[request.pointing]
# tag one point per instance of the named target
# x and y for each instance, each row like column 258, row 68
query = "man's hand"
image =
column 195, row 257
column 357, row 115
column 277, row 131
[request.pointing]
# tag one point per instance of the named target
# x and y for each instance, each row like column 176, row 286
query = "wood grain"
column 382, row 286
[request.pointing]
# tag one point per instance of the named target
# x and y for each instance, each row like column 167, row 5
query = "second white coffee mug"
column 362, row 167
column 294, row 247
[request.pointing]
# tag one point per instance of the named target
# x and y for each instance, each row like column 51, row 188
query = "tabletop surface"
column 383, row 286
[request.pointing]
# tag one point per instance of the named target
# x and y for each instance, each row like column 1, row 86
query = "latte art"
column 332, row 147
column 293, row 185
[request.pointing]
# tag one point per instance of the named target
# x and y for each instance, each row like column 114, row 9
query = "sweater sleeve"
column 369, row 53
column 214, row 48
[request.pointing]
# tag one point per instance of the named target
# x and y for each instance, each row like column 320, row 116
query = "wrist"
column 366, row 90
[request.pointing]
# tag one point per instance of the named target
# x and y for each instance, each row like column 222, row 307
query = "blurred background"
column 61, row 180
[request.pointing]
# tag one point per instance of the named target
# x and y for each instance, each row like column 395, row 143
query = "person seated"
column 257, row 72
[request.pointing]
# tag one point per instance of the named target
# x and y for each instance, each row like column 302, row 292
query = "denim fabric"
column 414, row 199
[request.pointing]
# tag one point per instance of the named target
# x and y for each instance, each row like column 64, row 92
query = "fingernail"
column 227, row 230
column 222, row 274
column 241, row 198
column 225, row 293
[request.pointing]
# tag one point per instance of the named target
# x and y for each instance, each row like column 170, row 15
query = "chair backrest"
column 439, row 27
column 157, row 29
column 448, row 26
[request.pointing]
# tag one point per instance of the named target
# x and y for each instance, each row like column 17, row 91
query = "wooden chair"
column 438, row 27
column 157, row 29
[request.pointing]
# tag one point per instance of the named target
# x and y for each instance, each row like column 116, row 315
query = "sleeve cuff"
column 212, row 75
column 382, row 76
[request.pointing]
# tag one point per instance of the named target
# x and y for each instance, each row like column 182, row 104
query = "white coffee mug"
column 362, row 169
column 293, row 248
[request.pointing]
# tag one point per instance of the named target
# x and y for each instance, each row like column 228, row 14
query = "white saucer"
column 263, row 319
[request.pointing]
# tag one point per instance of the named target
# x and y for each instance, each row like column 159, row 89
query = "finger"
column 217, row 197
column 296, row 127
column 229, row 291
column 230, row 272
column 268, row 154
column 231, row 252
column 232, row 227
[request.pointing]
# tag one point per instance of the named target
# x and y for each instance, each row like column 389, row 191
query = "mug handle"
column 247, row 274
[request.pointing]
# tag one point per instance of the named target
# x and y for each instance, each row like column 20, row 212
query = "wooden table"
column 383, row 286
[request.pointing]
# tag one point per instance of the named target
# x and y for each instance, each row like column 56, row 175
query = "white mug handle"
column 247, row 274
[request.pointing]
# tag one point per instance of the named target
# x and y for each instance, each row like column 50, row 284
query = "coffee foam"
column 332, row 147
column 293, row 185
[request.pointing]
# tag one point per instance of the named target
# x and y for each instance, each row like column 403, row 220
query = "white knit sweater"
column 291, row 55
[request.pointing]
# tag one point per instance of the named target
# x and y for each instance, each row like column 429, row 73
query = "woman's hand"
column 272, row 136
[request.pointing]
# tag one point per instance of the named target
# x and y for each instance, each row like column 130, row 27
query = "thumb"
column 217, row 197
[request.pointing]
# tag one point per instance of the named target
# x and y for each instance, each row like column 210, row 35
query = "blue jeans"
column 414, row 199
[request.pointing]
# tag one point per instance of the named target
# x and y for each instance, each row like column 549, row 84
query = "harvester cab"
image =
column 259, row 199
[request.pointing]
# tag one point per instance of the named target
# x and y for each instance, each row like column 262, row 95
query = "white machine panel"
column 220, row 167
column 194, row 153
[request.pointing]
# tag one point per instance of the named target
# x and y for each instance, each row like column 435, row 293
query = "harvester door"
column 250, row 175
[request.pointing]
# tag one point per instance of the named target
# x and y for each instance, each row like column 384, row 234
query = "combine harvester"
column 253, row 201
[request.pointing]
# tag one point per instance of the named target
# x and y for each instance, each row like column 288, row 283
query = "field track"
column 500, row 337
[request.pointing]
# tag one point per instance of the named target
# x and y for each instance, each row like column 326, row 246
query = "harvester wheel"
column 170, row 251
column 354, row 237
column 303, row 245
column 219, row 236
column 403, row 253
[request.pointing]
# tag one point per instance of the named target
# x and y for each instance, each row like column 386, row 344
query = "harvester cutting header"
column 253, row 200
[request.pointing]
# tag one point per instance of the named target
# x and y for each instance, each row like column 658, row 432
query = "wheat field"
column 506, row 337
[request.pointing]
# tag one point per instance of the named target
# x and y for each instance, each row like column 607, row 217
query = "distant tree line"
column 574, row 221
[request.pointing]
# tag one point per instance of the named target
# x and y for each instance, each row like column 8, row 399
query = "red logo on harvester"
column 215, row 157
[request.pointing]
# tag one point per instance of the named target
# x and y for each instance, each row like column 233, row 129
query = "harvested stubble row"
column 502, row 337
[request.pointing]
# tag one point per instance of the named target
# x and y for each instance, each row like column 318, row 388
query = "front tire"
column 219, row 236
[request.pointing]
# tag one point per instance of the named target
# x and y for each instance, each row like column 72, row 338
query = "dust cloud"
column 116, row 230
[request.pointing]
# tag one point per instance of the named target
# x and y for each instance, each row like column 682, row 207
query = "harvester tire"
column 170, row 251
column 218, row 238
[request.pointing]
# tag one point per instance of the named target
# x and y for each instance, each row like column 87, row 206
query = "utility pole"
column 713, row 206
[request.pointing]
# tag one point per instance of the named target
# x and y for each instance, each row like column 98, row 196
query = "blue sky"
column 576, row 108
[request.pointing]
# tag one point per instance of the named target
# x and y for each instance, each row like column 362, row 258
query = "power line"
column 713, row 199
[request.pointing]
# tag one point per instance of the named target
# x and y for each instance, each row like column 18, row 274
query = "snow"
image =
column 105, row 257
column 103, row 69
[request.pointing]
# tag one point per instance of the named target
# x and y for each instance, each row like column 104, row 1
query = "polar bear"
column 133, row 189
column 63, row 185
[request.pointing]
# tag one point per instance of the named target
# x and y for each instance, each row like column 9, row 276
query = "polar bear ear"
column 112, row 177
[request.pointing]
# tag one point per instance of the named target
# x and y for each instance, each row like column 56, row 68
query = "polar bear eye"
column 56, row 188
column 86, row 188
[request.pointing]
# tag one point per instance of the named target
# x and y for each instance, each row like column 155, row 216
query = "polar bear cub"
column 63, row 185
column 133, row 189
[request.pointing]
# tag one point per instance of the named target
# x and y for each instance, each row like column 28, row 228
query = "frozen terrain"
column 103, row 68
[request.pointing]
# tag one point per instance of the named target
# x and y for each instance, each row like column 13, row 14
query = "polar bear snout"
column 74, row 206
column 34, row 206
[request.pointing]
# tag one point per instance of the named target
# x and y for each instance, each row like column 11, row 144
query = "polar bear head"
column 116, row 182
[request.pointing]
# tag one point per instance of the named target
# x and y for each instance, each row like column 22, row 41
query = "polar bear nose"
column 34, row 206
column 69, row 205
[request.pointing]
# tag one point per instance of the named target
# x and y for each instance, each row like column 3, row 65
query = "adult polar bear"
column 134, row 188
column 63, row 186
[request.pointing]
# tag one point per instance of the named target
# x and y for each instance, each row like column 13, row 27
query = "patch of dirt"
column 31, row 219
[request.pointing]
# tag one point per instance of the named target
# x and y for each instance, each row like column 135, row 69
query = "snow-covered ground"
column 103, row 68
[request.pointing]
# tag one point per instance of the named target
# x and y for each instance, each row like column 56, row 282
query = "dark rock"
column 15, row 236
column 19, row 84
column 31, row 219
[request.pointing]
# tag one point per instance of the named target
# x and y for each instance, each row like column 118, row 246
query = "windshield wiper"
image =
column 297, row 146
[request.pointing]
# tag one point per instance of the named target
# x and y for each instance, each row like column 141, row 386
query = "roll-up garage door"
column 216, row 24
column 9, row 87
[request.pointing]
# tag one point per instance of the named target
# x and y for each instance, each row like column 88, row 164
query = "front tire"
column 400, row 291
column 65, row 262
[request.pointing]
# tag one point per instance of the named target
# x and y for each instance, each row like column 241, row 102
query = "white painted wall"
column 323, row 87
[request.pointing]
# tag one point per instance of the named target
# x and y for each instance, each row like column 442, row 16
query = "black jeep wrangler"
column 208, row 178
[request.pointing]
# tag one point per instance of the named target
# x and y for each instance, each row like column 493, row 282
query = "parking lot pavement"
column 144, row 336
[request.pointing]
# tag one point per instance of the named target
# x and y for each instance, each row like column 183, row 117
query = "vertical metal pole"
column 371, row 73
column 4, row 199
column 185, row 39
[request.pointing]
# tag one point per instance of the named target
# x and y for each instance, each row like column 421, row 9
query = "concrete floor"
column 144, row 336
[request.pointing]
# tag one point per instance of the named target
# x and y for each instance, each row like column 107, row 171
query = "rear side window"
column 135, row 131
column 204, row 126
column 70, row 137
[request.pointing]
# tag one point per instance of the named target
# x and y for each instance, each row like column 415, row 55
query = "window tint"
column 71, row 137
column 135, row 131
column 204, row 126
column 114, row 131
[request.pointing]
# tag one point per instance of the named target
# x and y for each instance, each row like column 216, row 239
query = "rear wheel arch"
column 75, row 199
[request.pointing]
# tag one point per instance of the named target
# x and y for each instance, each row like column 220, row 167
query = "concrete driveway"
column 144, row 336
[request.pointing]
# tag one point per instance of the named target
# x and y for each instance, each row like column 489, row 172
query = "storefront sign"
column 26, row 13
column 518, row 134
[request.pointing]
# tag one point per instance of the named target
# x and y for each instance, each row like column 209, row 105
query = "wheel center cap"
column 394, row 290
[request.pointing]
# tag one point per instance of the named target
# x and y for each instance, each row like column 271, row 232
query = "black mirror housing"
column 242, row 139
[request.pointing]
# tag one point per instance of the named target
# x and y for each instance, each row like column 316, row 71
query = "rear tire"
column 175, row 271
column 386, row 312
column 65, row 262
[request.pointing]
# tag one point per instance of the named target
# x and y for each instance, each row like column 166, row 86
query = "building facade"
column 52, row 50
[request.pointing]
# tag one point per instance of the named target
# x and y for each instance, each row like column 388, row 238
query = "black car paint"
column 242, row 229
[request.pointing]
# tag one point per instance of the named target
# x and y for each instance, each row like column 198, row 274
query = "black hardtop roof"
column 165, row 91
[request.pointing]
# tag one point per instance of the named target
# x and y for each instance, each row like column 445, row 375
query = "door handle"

* * *

▶ INSTRUCTIONS TO FOLLOW:
Render everything from the start of the items down to the line containing "column 61, row 180", including that line, as a numbered list. Leave out any blank lines.

▶ SOLUTION TO THE PROBLEM:
1. [request.pointing]
2. # tag one point per instance of the named target
3. # x and y for each instance, each row like column 258, row 68
4. query = "man's hand"
5. image =
6. column 195, row 257
7. column 357, row 115
8. column 277, row 131
9. [request.pointing]
10. # tag one point per instance of the named target
11. # x and y for each instance, each row like column 176, row 286
12. query = "wood grain"
13. column 382, row 286
14. [request.pointing]
15. # tag one point per instance of the named target
16. # x and y for each instance, each row like column 167, row 5
17. query = "second white coffee mug"
18. column 362, row 167
19. column 294, row 247
20. [request.pointing]
21. # tag one point per instance of the named target
22. # x and y for each instance, each row like column 51, row 188
23. query = "tabletop surface"
24. column 383, row 286
25. [request.pointing]
26. # tag one point per instance of the named target
27. # x and y for each instance, each row like column 1, row 86
28. query = "latte art"
29. column 332, row 147
30. column 293, row 185
31. [request.pointing]
32. # tag one point per instance of the named target
33. # x and y for each instance, each row like column 114, row 9
34. query = "sweater sleeve"
35. column 369, row 53
36. column 214, row 48
37. [request.pointing]
38. # tag one point per instance of the named target
39. # x and y for each instance, each row like column 320, row 116
40. query = "wrist"
41. column 366, row 90
42. [request.pointing]
43. # tag one point per instance of the named target
44. # x and y for each instance, each row like column 222, row 307
45. query = "blurred background"
46. column 61, row 180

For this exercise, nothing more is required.